Directions for this task: Show each line in the rows below that contains the word "white". Case counts.

_ _ _

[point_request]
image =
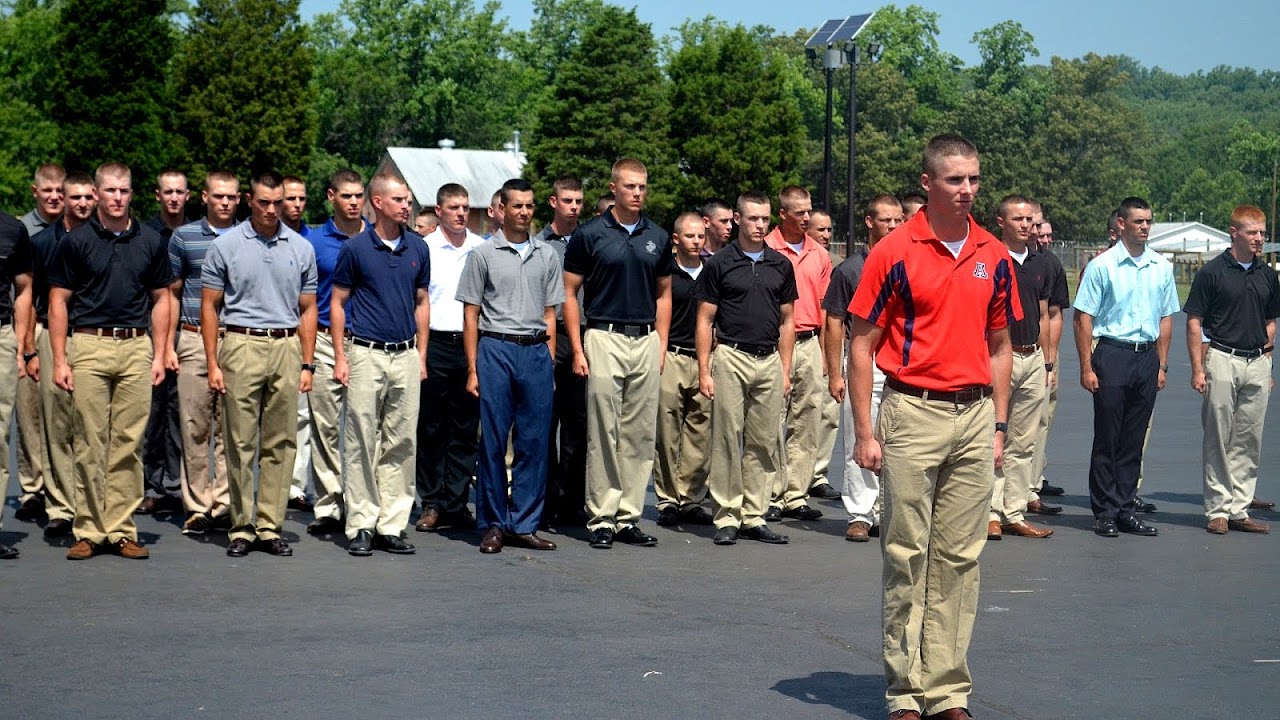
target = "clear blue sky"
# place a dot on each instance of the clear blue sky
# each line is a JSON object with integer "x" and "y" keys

_ _ _

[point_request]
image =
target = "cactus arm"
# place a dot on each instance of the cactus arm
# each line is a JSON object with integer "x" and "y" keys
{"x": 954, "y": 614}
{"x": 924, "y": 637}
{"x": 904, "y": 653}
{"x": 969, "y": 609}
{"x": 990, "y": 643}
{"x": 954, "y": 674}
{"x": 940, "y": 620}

_ _ _

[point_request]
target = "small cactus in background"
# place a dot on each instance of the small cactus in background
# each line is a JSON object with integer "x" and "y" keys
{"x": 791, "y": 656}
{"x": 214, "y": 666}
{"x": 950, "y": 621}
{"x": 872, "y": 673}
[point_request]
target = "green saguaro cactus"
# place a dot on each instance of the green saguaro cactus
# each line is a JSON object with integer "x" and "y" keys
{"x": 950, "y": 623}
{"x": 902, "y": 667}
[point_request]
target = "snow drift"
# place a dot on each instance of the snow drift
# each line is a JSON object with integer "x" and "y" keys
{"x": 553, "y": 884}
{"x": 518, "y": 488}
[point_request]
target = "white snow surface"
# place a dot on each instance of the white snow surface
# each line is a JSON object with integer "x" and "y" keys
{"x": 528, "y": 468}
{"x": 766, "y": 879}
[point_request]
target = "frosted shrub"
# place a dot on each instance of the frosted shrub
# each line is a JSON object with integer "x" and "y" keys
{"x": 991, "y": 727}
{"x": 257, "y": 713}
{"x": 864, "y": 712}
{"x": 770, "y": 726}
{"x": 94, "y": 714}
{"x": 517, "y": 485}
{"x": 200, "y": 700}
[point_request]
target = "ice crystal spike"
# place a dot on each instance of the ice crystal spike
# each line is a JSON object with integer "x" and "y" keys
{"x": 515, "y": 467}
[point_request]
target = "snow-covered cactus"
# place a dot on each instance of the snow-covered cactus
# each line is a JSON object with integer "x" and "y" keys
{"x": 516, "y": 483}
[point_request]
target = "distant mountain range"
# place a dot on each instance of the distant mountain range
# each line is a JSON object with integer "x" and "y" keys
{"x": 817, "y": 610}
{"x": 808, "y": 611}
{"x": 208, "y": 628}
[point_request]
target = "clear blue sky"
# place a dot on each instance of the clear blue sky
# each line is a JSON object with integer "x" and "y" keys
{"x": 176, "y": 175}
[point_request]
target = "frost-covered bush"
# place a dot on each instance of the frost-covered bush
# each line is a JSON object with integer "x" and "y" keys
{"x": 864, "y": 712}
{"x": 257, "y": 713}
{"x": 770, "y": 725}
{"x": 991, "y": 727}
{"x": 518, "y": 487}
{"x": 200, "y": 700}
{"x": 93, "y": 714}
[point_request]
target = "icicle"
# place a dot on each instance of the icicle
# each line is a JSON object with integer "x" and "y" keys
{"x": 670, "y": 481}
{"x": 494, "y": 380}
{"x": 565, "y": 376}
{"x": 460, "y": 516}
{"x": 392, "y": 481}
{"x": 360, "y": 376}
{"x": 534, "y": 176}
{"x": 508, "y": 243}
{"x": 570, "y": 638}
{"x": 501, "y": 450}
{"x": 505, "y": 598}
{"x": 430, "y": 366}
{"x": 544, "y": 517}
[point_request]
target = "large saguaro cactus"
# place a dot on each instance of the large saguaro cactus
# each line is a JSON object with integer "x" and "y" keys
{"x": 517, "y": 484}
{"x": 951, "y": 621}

_ _ _

Expected output:
target = "white snow surface"
# place a dot on each instance of the white snow surface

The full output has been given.